-- Given text start --

A government’s main pre-occupation is to hold on to power. How a government does that depends on the peculiarities of that society but is often a combination of improving service delivery and doling out patronage.

The need to improve service delivery in itself is the stuff successful companies are made off but when you include rewarding political supporters, service delivery becomes badly compromised.

That’s how services are concentrated in certain places and denied others, certain people have their debts to the company waived or certain people get jobs in that company and not others. And when government’s change it is out with the old and in with the new. Not the ideal business model to ensure sustainable success.

Given the above it goes without saying, government is not the most efficient allocator of resources. That’s why the world over governments indulge in projects with questionable universal benefits, white elephants, diverting much needed resources from more important services to massage constituencies and personal egos.

Which brings me to the issue of the reviving Uganda Airlines. Some MPs were in Kigali recently and came back singing praises about the Rwanda Air, their national carrier. The airline which is 10 years old flies to all the EAC capitals as well as South Africa, Dubai, Nigeria, Gabon and Congo Brazaville.

This was the cue for other interested parties to offer their two cents on the matter.

That as Ugandans we are embarrassed because we don’t have a national airline. That a national airline would make it easier to develop Entebbe Airport into a hub.  That there is now enough traffic to make a national carrier viable.

Is American pride hurt by its lack of a national airline?

An airport becomes a hub because of its location, infrastructure and the traffic going through it. Do you need and a national airline to become a hub?

The airline does not make your airport a hub but people wanting to come to your country or transit through your airport is what makes it a hub.

-- Given text end --

• **What is expected**:
Transcribe the commentary above on reviving Uganda Airlines word for word, from "This was the" up to and including "a national airline?".

-- Material supplied start --

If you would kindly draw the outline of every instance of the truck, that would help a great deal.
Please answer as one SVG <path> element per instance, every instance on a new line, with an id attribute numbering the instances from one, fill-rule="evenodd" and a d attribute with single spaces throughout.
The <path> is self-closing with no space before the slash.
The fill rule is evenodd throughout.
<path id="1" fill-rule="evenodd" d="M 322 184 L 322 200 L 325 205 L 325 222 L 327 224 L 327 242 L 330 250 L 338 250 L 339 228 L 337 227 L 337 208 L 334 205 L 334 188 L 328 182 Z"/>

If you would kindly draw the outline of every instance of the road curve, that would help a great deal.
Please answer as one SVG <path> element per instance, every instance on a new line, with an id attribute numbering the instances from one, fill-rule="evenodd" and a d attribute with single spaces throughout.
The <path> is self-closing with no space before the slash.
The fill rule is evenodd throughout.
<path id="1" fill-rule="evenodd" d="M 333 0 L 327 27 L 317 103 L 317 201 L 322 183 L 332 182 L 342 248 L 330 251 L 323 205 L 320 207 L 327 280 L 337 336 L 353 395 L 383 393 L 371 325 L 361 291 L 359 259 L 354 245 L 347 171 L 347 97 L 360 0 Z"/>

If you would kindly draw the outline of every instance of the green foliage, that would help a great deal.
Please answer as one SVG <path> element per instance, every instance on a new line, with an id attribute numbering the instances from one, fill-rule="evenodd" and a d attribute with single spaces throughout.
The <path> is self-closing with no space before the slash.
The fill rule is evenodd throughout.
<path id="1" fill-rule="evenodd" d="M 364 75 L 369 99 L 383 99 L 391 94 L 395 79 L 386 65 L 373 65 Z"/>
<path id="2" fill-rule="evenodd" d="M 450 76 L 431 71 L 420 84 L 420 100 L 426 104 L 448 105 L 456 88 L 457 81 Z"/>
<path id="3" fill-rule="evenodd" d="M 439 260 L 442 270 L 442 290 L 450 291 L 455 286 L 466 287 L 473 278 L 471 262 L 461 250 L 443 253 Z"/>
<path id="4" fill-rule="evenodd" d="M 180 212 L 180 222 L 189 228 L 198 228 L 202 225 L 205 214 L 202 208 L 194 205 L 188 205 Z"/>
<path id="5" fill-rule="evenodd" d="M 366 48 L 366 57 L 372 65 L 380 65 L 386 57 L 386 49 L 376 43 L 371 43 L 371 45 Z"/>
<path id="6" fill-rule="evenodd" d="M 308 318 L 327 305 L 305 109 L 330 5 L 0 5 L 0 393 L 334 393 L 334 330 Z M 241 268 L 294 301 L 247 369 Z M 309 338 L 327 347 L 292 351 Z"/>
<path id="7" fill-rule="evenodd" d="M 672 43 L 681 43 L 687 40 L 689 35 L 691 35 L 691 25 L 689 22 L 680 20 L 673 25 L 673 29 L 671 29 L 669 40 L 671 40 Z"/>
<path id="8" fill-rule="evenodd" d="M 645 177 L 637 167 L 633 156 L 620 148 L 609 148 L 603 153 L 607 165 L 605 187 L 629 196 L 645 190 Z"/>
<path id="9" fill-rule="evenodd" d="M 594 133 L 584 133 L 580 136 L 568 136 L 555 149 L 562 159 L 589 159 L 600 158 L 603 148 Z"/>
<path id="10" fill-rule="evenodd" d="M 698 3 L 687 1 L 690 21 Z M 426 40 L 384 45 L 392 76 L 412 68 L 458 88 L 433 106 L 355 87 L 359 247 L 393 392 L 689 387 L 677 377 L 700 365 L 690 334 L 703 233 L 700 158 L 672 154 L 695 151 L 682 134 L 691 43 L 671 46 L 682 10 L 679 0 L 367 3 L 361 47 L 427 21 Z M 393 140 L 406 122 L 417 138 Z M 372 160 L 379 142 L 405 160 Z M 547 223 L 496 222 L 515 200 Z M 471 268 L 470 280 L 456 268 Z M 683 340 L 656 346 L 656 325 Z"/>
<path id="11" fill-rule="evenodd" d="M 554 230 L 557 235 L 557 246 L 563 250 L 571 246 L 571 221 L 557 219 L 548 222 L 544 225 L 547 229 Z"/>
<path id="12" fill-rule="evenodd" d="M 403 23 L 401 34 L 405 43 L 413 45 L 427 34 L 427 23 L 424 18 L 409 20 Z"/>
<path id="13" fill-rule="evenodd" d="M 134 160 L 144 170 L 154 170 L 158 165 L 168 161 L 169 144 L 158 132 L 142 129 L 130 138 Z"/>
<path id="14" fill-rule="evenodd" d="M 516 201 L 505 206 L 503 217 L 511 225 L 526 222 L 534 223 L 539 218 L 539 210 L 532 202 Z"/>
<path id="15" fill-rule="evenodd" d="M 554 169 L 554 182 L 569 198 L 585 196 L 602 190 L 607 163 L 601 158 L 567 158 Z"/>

-- Material supplied end --

• **Output of the exercise**:
This was the cue for other interested parties to offer their two cents on the matter.

That as Ugandans we are embarrassed because we don’t have a national airline. That a national airline would make it easier to develop Entebbe Airport into a hub.  That there is now enough traffic to make a national carrier viable.

Is American pride hurt by its lack of a national airline?